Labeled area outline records
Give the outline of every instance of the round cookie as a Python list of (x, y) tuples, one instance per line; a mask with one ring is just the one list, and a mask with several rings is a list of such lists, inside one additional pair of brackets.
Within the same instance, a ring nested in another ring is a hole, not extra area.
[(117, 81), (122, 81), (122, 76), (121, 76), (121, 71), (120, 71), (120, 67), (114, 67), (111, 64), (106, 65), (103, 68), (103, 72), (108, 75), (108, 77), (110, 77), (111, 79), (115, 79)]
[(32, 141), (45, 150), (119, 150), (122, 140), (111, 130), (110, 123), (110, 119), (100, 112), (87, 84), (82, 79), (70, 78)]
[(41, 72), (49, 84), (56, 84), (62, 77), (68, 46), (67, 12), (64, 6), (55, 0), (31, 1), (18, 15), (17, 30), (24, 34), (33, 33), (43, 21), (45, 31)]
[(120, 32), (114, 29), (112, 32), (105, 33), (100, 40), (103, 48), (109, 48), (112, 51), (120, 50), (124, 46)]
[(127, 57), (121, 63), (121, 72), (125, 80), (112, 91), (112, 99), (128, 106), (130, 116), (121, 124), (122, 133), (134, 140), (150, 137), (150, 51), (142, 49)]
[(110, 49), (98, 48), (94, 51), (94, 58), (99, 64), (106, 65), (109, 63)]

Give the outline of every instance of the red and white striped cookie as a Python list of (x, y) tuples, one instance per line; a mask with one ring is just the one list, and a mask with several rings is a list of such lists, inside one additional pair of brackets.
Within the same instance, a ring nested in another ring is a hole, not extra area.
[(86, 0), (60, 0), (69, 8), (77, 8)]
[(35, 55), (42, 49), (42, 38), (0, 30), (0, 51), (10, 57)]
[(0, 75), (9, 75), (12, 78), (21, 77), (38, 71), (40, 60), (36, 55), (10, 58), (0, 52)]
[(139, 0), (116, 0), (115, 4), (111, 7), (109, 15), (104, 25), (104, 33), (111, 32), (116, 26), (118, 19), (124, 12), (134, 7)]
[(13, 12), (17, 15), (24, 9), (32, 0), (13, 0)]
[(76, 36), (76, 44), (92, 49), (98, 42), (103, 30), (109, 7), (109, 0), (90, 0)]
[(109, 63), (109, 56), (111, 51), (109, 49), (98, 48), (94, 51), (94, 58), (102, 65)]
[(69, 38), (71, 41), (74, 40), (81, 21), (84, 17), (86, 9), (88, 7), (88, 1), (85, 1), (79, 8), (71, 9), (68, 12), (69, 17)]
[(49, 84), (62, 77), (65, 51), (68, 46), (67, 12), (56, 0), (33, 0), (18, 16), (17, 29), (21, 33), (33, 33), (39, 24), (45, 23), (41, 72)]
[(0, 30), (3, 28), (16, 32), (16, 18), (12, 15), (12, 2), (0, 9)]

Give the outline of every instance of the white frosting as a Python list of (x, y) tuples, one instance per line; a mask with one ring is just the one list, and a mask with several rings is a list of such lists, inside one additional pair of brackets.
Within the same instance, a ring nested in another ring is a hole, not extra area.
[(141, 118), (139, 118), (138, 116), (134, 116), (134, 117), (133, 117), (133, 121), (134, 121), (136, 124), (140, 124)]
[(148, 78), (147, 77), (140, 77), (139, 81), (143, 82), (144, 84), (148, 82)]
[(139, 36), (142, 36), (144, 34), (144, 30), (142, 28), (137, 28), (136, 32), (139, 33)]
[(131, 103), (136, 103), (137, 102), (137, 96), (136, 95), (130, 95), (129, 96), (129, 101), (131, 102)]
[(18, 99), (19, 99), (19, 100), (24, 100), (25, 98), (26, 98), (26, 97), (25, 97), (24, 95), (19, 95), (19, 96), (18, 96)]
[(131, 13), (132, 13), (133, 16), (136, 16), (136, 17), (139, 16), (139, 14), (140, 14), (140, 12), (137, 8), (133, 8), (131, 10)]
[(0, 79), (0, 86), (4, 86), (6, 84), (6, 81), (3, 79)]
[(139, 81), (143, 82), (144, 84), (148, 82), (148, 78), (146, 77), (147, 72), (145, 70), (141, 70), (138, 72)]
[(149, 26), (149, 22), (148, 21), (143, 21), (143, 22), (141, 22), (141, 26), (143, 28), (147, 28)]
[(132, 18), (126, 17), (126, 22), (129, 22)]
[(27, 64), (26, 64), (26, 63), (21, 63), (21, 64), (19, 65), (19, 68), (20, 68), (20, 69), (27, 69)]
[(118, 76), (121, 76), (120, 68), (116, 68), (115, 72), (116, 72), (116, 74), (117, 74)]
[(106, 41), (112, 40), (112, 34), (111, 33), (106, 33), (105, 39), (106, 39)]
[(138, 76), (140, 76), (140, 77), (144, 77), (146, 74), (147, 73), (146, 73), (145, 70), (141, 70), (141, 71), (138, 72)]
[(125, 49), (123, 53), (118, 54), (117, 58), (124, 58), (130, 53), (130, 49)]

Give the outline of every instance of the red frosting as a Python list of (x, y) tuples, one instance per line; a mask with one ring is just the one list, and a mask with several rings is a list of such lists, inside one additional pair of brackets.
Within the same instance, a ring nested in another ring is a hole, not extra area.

Goal of the exercise -> Rewrite everything from the line containing "Give the outline of every instance of the white" down to the line containing "53), (130, 49)]", request lines included, increasing every x and y coordinate in the outlines by 91.

Answer to this task ->
Give the outline of every instance of the white frosting as a Python list of (x, y) tuples, one instance per line; a mask with one ring is just the one list, and a mask with several rings is a list of such lists, inside one additional pair of brackets.
Within the same instance, a ring nested in another ring is a hole, not extra area.
[(232, 209), (230, 209), (229, 207), (225, 207), (225, 208), (224, 208), (224, 212), (225, 212), (227, 215), (231, 215)]
[(239, 169), (238, 168), (231, 168), (230, 172), (234, 173), (235, 175), (239, 173)]
[(230, 127), (233, 127), (235, 125), (235, 121), (233, 119), (228, 119), (227, 123), (230, 124)]
[(222, 194), (227, 194), (228, 193), (228, 187), (227, 186), (221, 186), (220, 187), (220, 192), (222, 193)]
[(109, 190), (110, 190), (110, 191), (115, 191), (116, 189), (117, 189), (117, 188), (116, 188), (115, 186), (110, 186), (110, 187), (109, 187)]
[(222, 104), (223, 104), (224, 107), (227, 107), (227, 108), (230, 107), (230, 105), (231, 105), (231, 103), (228, 99), (224, 99), (222, 101)]
[(91, 170), (91, 177), (95, 177), (97, 175), (97, 172), (94, 170)]
[(230, 172), (234, 173), (235, 175), (239, 173), (239, 169), (237, 168), (238, 163), (236, 161), (232, 161), (229, 163)]
[(240, 117), (240, 113), (239, 112), (234, 112), (234, 113), (232, 113), (232, 117), (234, 119), (238, 119)]
[(223, 109), (217, 108), (217, 113), (220, 113)]
[(118, 155), (117, 155), (117, 154), (112, 154), (112, 155), (110, 156), (110, 159), (111, 159), (111, 160), (118, 160)]
[(209, 167), (212, 167), (211, 159), (207, 159), (206, 163), (207, 163), (207, 165), (208, 165)]
[(197, 132), (203, 131), (203, 125), (202, 124), (197, 124), (196, 130), (197, 130)]
[(229, 167), (231, 167), (231, 168), (235, 168), (237, 165), (238, 164), (237, 164), (236, 161), (232, 161), (232, 162), (229, 163)]
[(216, 140), (214, 144), (209, 145), (208, 149), (215, 149), (221, 144), (221, 140)]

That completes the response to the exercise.